==== SUPPLIED MATERIAL ====
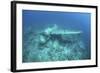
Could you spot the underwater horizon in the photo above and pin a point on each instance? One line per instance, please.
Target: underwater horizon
(55, 36)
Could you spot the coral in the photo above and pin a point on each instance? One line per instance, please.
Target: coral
(53, 44)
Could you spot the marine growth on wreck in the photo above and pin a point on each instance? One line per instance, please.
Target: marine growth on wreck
(53, 44)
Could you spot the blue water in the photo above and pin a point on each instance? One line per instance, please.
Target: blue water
(39, 20)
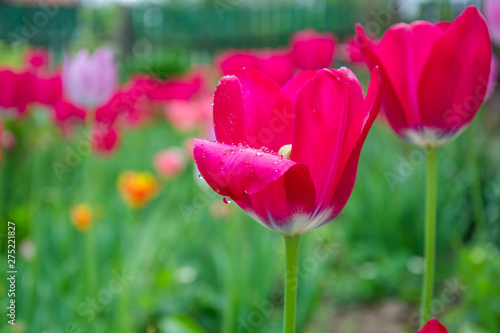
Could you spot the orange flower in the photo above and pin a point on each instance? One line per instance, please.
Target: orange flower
====
GIVEN REQUEST: Rewrite all of the data above with every "photo" changed to "image" and everything else left as it is. Leave the pictures out of your answer.

CORRECT ANSWER:
Could you spot the underwater horizon in the image above and pin a point on each instance? One line per instance, please.
Target: underwater horizon
(55, 36)
Could you spot the coral in the image above and pin a point on each instance? One line per instance, please.
Target: coral
(53, 44)
Could you spot the marine growth on wreck in the image above and pin a point on each instance? One line per instance, please.
Target: marine growth on wreck
(53, 44)
Could you spot the blue water in the image above and pin a point on each instance? One line per instance, please.
Target: blue water
(39, 20)
Could you spot the orange flower in the image above and pin a point on each instance? One line per instance, please.
Target: orange flower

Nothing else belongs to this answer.